### GIVEN TASK
Each record is to be transcribed exactly.

(Saved data entries)
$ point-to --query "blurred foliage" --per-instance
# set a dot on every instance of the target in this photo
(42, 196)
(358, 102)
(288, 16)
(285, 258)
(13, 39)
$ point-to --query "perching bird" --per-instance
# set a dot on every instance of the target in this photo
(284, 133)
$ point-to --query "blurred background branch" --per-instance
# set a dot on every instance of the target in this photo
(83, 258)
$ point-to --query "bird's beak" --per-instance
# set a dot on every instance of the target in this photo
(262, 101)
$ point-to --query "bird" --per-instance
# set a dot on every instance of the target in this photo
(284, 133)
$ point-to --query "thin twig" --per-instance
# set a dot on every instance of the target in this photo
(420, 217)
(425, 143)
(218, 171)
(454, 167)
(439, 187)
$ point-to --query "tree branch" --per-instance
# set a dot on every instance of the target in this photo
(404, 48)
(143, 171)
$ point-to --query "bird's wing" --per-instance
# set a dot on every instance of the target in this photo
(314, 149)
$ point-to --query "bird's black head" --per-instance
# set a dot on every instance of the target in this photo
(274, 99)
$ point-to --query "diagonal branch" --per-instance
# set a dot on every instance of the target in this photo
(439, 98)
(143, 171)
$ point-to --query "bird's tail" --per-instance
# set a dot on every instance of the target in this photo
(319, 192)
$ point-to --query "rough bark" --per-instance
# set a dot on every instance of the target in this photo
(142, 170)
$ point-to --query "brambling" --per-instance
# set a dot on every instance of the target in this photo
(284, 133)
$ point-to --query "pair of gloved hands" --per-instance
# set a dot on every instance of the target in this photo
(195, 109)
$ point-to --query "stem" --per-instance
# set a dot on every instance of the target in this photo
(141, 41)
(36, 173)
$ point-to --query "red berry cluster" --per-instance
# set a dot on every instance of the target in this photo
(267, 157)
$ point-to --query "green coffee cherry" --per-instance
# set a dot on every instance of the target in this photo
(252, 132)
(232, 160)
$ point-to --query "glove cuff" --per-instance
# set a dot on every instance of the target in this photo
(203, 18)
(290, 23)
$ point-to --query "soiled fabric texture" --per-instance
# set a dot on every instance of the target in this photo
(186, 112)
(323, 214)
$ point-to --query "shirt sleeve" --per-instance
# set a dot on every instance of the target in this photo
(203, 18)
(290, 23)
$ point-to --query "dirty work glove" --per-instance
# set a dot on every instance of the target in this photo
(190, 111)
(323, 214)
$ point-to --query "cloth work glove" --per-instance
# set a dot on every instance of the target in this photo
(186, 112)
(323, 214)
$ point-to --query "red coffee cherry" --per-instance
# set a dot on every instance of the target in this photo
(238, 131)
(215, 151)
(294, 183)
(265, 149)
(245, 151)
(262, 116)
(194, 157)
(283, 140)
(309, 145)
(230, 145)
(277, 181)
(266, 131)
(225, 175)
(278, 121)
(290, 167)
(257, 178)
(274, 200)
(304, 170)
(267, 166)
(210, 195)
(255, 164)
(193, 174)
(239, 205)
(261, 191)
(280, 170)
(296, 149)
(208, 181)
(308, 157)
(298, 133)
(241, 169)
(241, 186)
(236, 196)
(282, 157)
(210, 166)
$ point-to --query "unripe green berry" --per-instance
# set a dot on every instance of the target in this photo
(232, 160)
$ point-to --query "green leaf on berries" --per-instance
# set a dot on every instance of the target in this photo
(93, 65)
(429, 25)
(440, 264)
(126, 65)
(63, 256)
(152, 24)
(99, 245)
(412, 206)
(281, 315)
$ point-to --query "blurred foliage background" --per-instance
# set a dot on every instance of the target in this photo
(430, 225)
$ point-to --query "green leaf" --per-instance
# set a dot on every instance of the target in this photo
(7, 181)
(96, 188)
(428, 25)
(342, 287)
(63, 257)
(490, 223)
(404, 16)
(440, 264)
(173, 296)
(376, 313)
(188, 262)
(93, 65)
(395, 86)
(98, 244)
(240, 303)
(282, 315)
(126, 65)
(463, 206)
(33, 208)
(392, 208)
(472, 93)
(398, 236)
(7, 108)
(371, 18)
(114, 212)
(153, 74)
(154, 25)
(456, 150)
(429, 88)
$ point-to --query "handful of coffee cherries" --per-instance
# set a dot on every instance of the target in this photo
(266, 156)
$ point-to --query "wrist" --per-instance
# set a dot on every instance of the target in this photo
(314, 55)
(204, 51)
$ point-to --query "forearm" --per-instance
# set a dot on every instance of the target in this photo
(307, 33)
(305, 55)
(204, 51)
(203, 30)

### WORKED SOLUTION
$ point-to --query "blurred foliage" --per-instance
# set a dot on every instance of the target in this photo
(42, 196)
(358, 102)
(288, 16)
(285, 258)
(13, 39)
$ point-to --query "perching bird" --per-instance
# set a dot on every instance of the target in this photo
(284, 133)
$ point-to --query "blurred background branch" --per-instance
# set a dot on every instance of the target in this photo
(83, 258)
$ point-to --query "bird's beak" --per-instance
# set a dot on every instance of the target in this photo
(262, 101)
$ point-to --query "bird" --per-instance
# set a dot on every instance of the target in this photo
(284, 133)
$ point-to --query "thin twig" --per-instance
# set a dot on every instance of the target in this photo
(420, 217)
(425, 143)
(218, 171)
(454, 167)
(439, 187)
$ point-to --query "tree branch" --per-instance
# set a dot on every instance of the target in this photo
(404, 48)
(143, 171)
$ point-to --query "bird's wing" --per-instance
# set a dot on every instance of the target in this photo
(314, 149)
$ point-to --query "bird's black head" --per-instance
# set a dot on every instance of the target in this photo
(274, 99)
$ point-to --query "diagonal branch" --per-instance
# set a dot on every instance of the target in this photo
(439, 98)
(143, 171)
$ point-to --query "bird's tail" --per-instance
# set a dot on every instance of the target in this photo
(319, 192)
$ point-to --query "rough bark" --per-instance
# set a dot on every instance of the target in this photo
(142, 170)
$ point-to --query "brambling" --per-instance
# set a dot on every instance of the target in this photo
(284, 133)
$ point-to --query "pair of gloved hands" --per-instance
# set a dot on every instance of the target in this photo
(195, 109)
$ point-to --query "stem" --per-instance
# set a dot on every instance of the target in this photo
(141, 41)
(36, 173)
$ point-to --query "red berry cluster" --per-instance
# set a dot on every instance of the target in this photo
(267, 157)
$ point-to --query "green coffee cherry" --per-instance
# set a dot on every instance of the target in this photo
(252, 132)
(232, 160)
$ point-to --query "glove cuff" --per-instance
# set a dot on every instance of the target in this photo
(203, 18)
(290, 23)
$ point-to --query "soiled fabric texture" --per-instance
# set a dot on every instance of the target in this photo
(186, 112)
(323, 214)
$ point-to --query "shirt sleeve" --per-instance
# set a dot on every instance of the target in this photo
(203, 18)
(290, 23)
$ point-to --query "dirty work glove" --per-instance
# set a dot on every instance of the target in this photo
(190, 111)
(323, 214)
$ point-to --query "cloth work glove" --per-instance
# set a dot on every instance of the target in this photo
(186, 112)
(323, 214)
$ point-to --query "red coffee cherry" --per-instance
# set a dot on every instance of the target in this photo
(238, 131)
(215, 151)
(294, 183)
(265, 149)
(245, 151)
(262, 116)
(194, 157)
(283, 140)
(309, 145)
(230, 145)
(277, 181)
(266, 131)
(225, 175)
(278, 121)
(290, 167)
(257, 178)
(274, 200)
(304, 170)
(267, 166)
(210, 195)
(255, 164)
(193, 174)
(239, 205)
(261, 191)
(280, 170)
(296, 149)
(208, 181)
(308, 157)
(298, 133)
(241, 169)
(241, 186)
(236, 196)
(282, 157)
(210, 166)
$ point-to --query "unripe green berry" --per-instance
# set a dot on every instance of the target in this photo
(232, 160)
$ point-to --query "green leaf on berries" --per-instance
# set a dot on every instance of the target in this photo
(93, 65)
(429, 25)
(440, 264)
(126, 65)
(63, 256)
(152, 24)
(99, 245)
(412, 206)
(281, 315)
$ point-to --query "blurred foliage background" --per-instance
# set a dot on every instance of the target in this photo
(430, 225)
$ point-to --query "green leaf" --per-instance
# set a dot on every instance of the target in this photo
(7, 181)
(96, 188)
(428, 25)
(342, 287)
(63, 257)
(490, 223)
(404, 16)
(440, 264)
(173, 296)
(376, 313)
(188, 262)
(93, 65)
(395, 86)
(98, 244)
(240, 303)
(282, 315)
(126, 65)
(463, 206)
(33, 208)
(392, 208)
(472, 93)
(398, 236)
(7, 108)
(371, 18)
(114, 212)
(153, 74)
(154, 25)
(456, 150)
(429, 88)
$ point-to --query "handful of coffee cherries" --per-instance
# set a dot on every instance of the target in this photo
(266, 156)
$ point-to --query "wrist" --per-instance
# set a dot on every instance of the target in this photo
(314, 55)
(204, 51)
$ point-to --query "forearm" --per-instance
# set a dot on every instance of the target in this photo
(307, 33)
(305, 55)
(204, 51)
(203, 30)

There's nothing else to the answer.